### Extracted text:
The Future Of Astronomy: New Techs To Observe The Universe
The visible Universe that constitutes a cluster of galaxies, stars, planets, exoplanets, satellites, asteroids, nebula, pulsars, and many other mysterious spatial entities is vast beyond the comprehension of the human mind. Yet, all of the identifiable objects in the Universe comprise only 4 percent of the total mass in the universe. This realization has left astronomers and scientists baffled for more than five decades as to what constitutes the mysterious stuff that makes up the rest of the Universe.

### Entries provided:
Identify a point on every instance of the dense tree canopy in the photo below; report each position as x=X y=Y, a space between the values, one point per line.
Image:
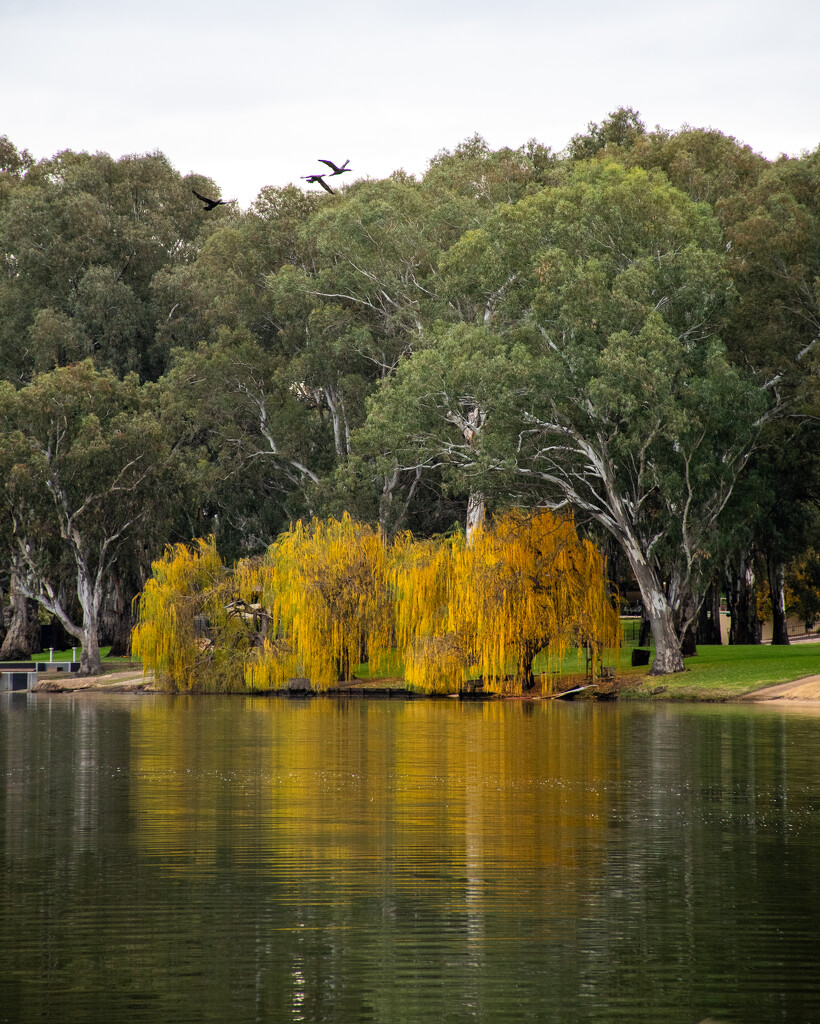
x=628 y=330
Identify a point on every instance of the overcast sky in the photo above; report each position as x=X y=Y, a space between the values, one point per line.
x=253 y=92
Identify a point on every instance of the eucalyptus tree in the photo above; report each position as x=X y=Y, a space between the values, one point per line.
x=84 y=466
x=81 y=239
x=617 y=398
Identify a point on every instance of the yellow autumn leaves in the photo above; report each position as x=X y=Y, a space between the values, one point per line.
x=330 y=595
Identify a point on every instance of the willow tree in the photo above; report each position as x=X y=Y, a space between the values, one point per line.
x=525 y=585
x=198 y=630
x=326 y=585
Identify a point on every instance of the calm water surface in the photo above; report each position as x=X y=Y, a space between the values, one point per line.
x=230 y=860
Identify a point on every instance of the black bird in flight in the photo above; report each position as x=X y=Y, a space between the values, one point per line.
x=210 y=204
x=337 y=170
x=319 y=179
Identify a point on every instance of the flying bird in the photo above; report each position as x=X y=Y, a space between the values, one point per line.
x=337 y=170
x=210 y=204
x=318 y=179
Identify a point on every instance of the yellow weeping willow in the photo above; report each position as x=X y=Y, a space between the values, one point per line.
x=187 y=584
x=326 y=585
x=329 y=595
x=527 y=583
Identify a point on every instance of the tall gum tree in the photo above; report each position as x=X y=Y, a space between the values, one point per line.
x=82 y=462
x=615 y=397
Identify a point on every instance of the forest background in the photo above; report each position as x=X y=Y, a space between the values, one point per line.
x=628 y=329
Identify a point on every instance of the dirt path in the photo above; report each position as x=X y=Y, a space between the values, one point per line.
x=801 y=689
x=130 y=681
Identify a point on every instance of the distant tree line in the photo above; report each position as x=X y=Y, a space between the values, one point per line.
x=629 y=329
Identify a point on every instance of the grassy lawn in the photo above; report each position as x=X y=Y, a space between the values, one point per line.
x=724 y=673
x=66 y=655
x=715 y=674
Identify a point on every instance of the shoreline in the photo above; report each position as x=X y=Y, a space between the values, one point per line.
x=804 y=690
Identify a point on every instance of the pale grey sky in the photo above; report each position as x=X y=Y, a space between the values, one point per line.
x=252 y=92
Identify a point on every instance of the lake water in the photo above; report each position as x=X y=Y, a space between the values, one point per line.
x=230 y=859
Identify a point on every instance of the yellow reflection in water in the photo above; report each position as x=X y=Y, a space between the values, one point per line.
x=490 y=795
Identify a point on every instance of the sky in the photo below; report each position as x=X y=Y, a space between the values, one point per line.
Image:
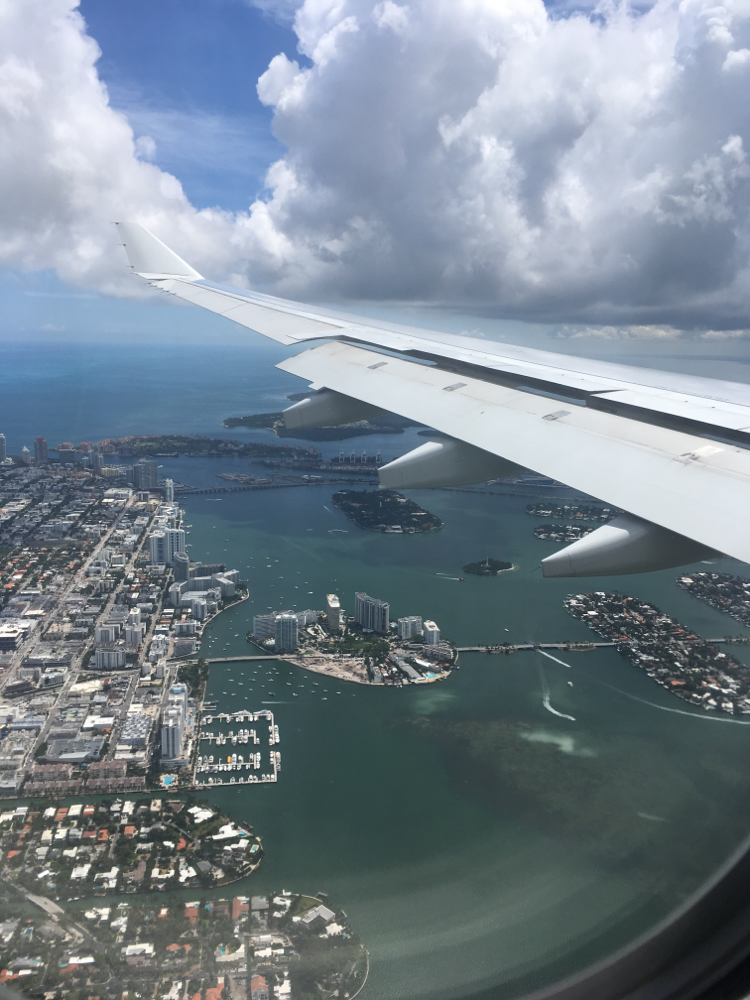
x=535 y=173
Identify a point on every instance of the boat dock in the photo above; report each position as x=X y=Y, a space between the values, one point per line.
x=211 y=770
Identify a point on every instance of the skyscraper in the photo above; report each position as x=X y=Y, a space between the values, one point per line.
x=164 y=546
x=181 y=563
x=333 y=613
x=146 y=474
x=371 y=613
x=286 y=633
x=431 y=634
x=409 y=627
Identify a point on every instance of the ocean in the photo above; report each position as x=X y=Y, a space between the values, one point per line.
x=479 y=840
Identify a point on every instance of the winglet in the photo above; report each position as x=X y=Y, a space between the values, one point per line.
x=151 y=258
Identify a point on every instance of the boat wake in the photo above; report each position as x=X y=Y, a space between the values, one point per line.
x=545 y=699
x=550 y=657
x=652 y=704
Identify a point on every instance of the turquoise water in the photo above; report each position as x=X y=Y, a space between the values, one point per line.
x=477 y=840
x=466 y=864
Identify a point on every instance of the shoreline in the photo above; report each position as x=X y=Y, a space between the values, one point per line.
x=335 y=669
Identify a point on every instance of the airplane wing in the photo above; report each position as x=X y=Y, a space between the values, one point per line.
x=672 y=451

### Required actions:
1) Decide whether each statement agrees with the text on the future of astronomy. Answer yes or no, and quote the deciding words.
(a) All identifiable objects in the Universe make up only 4 percent of its total mass.
(b) Astronomers have been puzzled by the rest of the Universe for less than a decade.
(c) Pulsars are among the entities named as part of the visible Universe.
2) Answer these questions from the text on the future of astronomy.
(a) According to the title, what are the new techs meant to do?
(b) What share of the Universe's total mass do identifiable objects make up?
(c) For how long have astronomers and scientists been baffled?
3) Update the text on the future of astronomy, starting with "The Future Of" and going on through "of the Universe.". Replace "baffled" with "puzzled".
Use only the text on the future of astronomy, not the material.

### Exercise answers:
1)
(a) Yes: "all of the identifiable objects in the Universe comprise only 4 percent of the total mass in the universe"
(b) No: "for more than five decades"
(c) Yes: "nebula, pulsars, and many other mysterious spatial entities"

2)
(a) Observe the Universe
(b) Only 4 percent
(c) More than five decades

3)
The Future Of Astronomy: New Techs To Observe The Universe
The visible Universe that constitutes a cluster of galaxies, stars, planets, exoplanets, satellites, asteroids, nebula, pulsars, and many other mysterious spatial entities is vast beyond the comprehension of the human mind. Yet, all of the identifiable objects in the Universe comprise only 4 percent of the total mass in the universe. This realization has left astronomers and scientists puzzled for more than five decades as to what constitutes the mysterious stuff that makes up the rest of the Universe.